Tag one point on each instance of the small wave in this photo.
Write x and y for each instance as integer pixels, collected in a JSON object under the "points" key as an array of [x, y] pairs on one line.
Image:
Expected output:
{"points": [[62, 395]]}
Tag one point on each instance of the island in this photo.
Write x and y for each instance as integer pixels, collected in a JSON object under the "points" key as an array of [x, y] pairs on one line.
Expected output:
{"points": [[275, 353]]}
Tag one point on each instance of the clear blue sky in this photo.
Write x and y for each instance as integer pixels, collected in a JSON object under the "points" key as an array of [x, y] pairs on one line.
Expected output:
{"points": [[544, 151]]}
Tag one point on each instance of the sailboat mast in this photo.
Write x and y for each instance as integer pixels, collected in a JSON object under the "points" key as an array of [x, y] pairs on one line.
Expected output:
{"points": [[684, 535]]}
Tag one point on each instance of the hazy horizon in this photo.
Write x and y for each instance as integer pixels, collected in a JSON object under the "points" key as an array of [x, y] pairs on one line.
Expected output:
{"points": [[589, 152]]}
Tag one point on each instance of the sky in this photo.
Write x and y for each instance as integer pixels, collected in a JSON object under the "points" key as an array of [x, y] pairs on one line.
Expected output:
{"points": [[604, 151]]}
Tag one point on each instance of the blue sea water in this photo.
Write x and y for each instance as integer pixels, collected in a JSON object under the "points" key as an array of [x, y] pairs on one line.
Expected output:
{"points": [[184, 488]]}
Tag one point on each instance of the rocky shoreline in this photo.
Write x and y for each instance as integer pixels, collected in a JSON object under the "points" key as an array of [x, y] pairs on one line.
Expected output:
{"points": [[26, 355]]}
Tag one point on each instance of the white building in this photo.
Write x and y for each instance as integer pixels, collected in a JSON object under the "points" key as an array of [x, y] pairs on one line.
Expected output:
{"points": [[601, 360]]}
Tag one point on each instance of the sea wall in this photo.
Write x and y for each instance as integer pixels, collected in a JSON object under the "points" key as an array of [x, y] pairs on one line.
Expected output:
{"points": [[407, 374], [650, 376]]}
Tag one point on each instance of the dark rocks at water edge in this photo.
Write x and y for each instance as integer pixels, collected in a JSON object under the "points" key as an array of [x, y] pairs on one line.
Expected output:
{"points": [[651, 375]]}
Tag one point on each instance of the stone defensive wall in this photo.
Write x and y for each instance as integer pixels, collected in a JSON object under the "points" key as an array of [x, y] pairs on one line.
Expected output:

Stated task: Reproduce all of the material above word for word, keeping every line as it appears.

Solution for this task:
Tag one point on each instance of the small wave in this photo.
Write x and y for each instance as integer pixels, collected in a JSON object under the "points" key as an array of [x, y] pairs on one line.
Image:
Expected output:
{"points": [[62, 395]]}
Tag one point on each instance of the island in this photo.
Write x and y for each instance as integer pixels, collected in a JSON object under the "points" key as an array of [x, y] pairs on one line.
Expected output:
{"points": [[275, 353]]}
Tag one point on each instance of the clear blue sky in this photo.
Write x and y for each instance as integer pixels, collected in a JSON object under the "points" key as an array of [x, y] pairs on one line.
Expected output:
{"points": [[544, 151]]}
Tag one point on each instance of the sailboat mast in this photo.
Write x and y for each instance as integer pixels, collected in a JSON object under the "points" key as an array of [x, y] pairs on one line.
Expected output:
{"points": [[684, 535]]}
Tag one point on each instance of the hazy horizon in this photo.
Write x and y for each instance as integer pixels, collected in a JSON object under the "points" key as an array of [x, y] pairs on one line.
Expected output:
{"points": [[589, 152]]}
Tag one point on each instance of the sky in this photo.
Write x and y for each instance as integer pixels, collected in a JSON object under the "points" key as an array of [x, y] pairs on one line.
Expected output:
{"points": [[604, 151]]}
Tag one point on each instance of the blue sea water in this photo.
Write x and y for each instance as integer pixels, collected in a JSON object under the "points" key as an array of [x, y] pairs on one line.
Expected output:
{"points": [[184, 488]]}
Tag one point on each instance of the rocky shoreline in this photo.
Write x and y for each instance as integer pixels, collected in a JSON object under the "points" key as an array of [x, y] pairs on one line.
Expected output:
{"points": [[26, 355]]}
Tag one point on each instance of the white building in this photo.
Write x and y for each instance as integer pixels, collected in a JSON object under the "points" key as an array of [x, y] pairs on one line.
Expected output:
{"points": [[601, 360]]}
Tag one point on each instance of the sea wall in this photo.
Write x and y for each instance as integer pixels, collected in a JSON object under the "points" key as an array of [x, y] pairs on one line.
Expected output:
{"points": [[407, 374], [650, 376]]}
Tag one point on each instance of the dark rocks at water edge in this photo.
Write x and y for each instance as integer pixels, collected in a JSON object under the "points" key as an array of [x, y] pairs on one line.
Expected output:
{"points": [[651, 375]]}
Tag one point on each instance of the stone defensive wall in this photo.
Write x and y for each instance as integer pixels, collected in a JSON object under the "points" key as an array of [x, y] pairs on one line.
Expected output:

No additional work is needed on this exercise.